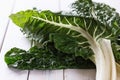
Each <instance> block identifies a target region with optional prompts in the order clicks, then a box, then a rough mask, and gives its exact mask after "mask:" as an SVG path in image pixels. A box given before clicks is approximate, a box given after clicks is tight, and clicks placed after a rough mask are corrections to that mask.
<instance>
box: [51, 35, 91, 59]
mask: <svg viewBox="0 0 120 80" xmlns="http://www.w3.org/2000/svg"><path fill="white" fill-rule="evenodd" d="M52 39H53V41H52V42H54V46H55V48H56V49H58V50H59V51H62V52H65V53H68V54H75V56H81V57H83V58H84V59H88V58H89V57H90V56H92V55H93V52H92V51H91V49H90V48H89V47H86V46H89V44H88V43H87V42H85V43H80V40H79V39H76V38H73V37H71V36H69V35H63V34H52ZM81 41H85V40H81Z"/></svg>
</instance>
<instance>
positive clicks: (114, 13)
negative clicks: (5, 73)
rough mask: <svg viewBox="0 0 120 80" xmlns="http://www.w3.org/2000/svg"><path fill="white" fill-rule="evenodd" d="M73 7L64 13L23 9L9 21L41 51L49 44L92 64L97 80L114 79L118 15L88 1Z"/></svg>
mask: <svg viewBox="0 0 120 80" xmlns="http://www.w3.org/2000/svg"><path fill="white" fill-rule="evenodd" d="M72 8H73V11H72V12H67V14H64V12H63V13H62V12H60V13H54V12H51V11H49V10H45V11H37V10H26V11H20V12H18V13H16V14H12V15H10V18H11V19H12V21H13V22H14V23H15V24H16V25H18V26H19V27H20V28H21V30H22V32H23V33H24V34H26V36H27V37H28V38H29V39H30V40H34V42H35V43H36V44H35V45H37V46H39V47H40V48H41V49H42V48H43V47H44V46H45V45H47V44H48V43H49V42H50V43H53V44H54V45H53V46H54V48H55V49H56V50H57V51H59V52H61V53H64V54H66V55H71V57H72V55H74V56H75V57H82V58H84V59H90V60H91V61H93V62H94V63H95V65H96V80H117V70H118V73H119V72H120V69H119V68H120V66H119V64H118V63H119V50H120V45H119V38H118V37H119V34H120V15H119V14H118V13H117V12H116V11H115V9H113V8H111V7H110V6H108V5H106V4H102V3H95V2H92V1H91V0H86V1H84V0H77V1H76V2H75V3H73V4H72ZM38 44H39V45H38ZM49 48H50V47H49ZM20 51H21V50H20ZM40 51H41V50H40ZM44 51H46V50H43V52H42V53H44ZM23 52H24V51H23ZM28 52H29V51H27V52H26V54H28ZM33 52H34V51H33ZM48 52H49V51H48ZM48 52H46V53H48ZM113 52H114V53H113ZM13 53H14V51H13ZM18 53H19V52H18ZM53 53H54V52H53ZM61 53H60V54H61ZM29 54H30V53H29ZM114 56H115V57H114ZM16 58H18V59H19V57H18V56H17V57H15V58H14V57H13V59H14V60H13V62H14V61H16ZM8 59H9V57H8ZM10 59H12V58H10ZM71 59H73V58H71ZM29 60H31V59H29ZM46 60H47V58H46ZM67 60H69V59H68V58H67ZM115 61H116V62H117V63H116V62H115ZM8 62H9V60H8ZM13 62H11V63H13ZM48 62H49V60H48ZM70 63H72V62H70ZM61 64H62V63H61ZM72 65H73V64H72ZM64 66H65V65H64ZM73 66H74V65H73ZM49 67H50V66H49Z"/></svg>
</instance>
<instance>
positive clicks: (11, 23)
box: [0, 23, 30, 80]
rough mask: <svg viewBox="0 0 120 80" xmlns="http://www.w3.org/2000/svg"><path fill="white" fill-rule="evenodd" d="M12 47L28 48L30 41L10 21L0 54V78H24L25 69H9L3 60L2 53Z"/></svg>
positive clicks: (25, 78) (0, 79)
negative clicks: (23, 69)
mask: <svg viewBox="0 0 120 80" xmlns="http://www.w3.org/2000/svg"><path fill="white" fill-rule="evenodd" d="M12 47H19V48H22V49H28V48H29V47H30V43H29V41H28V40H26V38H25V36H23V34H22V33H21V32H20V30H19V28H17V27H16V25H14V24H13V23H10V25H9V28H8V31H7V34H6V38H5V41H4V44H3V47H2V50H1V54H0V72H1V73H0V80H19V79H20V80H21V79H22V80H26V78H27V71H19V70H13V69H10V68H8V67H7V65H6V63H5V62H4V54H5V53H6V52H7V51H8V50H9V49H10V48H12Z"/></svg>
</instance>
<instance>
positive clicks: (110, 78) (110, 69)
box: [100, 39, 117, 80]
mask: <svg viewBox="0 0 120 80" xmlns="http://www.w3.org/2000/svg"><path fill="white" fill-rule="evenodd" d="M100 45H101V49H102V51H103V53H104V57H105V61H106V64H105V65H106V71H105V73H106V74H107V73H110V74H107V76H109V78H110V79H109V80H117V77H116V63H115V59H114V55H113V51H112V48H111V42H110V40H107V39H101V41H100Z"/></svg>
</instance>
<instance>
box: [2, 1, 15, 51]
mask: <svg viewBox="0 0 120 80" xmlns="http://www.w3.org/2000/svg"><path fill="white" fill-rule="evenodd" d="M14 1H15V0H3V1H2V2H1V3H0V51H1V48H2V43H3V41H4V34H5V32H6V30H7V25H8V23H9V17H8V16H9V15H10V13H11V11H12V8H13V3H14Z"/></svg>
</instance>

### Exercise instructions
Output all of the data above verbatim, leaving out the picture.

### Task solution
Each <instance> block identifies a target region with optional prompts in the order clicks, then a box, then a rough mask, and gives its exact mask after "mask:" as an SVG path in image pixels. A box given before clicks is approximate, a box given after clicks is tight, and clicks placed after a rough mask are corrections to that mask.
<instance>
box: [51, 35, 91, 59]
mask: <svg viewBox="0 0 120 80" xmlns="http://www.w3.org/2000/svg"><path fill="white" fill-rule="evenodd" d="M52 39H53V41H52V42H54V46H55V48H56V49H58V50H59V51H62V52H65V53H68V54H75V56H81V57H83V58H84V59H88V58H89V57H90V56H92V55H93V52H92V51H91V49H90V48H89V47H86V46H89V44H88V43H87V42H85V43H80V40H79V39H76V38H73V37H71V36H69V35H63V34H52ZM81 41H85V40H81Z"/></svg>
</instance>
<instance>
positive clicks: (114, 13)
negative clicks: (5, 73)
rough mask: <svg viewBox="0 0 120 80" xmlns="http://www.w3.org/2000/svg"><path fill="white" fill-rule="evenodd" d="M73 7L64 13L23 9L9 21L41 51L49 44L92 64L97 80L114 79L118 15L88 1Z"/></svg>
mask: <svg viewBox="0 0 120 80" xmlns="http://www.w3.org/2000/svg"><path fill="white" fill-rule="evenodd" d="M72 8H73V11H72V12H67V14H64V12H63V13H62V12H60V13H54V12H51V11H49V10H45V11H37V10H26V11H20V12H18V13H16V14H12V15H10V18H11V19H12V21H13V22H14V23H15V24H16V25H18V26H19V27H20V28H21V30H22V32H23V33H24V34H26V36H27V37H28V38H29V39H30V40H34V42H35V43H36V44H35V45H37V46H39V47H40V48H41V49H42V48H43V47H44V46H45V45H47V44H48V43H49V42H50V43H53V44H54V45H53V46H54V48H55V49H56V50H57V51H59V52H61V53H64V54H66V55H71V57H72V55H74V56H75V57H82V58H84V59H90V60H91V61H93V62H94V63H95V65H96V80H117V70H118V73H119V72H120V69H119V68H120V66H119V64H118V63H119V50H120V45H119V38H118V37H119V34H120V15H119V14H118V13H117V12H116V11H115V9H113V8H111V7H110V6H108V5H106V4H102V3H95V2H92V1H91V0H86V1H84V0H77V1H76V2H75V3H73V4H72ZM38 44H39V45H38ZM49 48H50V47H49ZM20 51H21V50H20ZM40 51H41V50H40ZM44 51H46V50H43V52H42V53H44ZM23 52H24V51H23ZM28 52H29V51H27V52H26V54H28ZM33 52H34V51H33ZM48 52H49V51H48ZM48 52H46V53H48ZM113 52H114V53H113ZM13 53H14V51H13ZM18 53H19V52H18ZM53 53H54V52H53ZM61 53H60V54H61ZM29 54H30V53H29ZM114 56H115V57H114ZM16 58H18V59H19V57H18V56H17V57H15V58H14V57H13V59H14V60H13V62H14V61H16ZM8 59H9V57H8ZM10 59H12V58H10ZM71 59H73V58H71ZM29 60H31V59H29ZM46 60H47V58H46ZM67 60H69V59H68V58H67ZM115 61H116V62H117V63H116V62H115ZM8 62H9V60H8ZM13 62H11V63H13ZM48 62H49V60H48ZM70 63H72V62H70ZM61 64H62V63H61ZM72 65H73V64H72ZM64 66H65V65H64ZM73 66H74V65H73ZM49 67H50V66H49Z"/></svg>
</instance>
<instance>
positive clicks: (11, 23)
box: [0, 23, 30, 80]
rough mask: <svg viewBox="0 0 120 80" xmlns="http://www.w3.org/2000/svg"><path fill="white" fill-rule="evenodd" d="M12 47L28 48L30 41L10 21L0 54V78H24L25 69H9L3 60L2 53Z"/></svg>
positive clicks: (25, 78) (0, 79)
negative clicks: (23, 69)
mask: <svg viewBox="0 0 120 80" xmlns="http://www.w3.org/2000/svg"><path fill="white" fill-rule="evenodd" d="M12 47H19V48H22V49H28V48H29V47H30V43H29V41H28V40H26V38H25V36H23V34H22V33H21V32H20V30H19V28H17V27H16V25H14V24H13V23H10V25H9V28H8V31H7V34H6V38H5V41H4V44H3V47H2V50H1V54H0V72H1V73H0V80H19V79H20V80H21V79H22V80H26V78H27V71H19V70H13V69H10V68H8V67H7V65H6V63H5V62H4V54H5V53H6V52H7V51H8V50H9V49H10V48H12Z"/></svg>
</instance>
<instance>
positive clicks: (110, 78) (110, 69)
box: [100, 39, 117, 80]
mask: <svg viewBox="0 0 120 80" xmlns="http://www.w3.org/2000/svg"><path fill="white" fill-rule="evenodd" d="M100 45H101V49H102V51H103V53H104V57H105V61H106V64H105V65H106V71H105V73H106V74H107V73H110V74H107V76H109V78H110V79H109V80H117V77H116V63H115V59H114V55H113V51H112V48H111V42H110V40H107V39H101V41H100Z"/></svg>
</instance>
<instance>
box: [2, 1, 15, 51]
mask: <svg viewBox="0 0 120 80" xmlns="http://www.w3.org/2000/svg"><path fill="white" fill-rule="evenodd" d="M14 1H15V0H3V1H2V2H1V3H0V51H1V48H2V43H3V41H4V34H5V32H6V30H7V25H8V23H9V17H8V16H9V15H10V13H11V11H12V8H13V3H14Z"/></svg>
</instance>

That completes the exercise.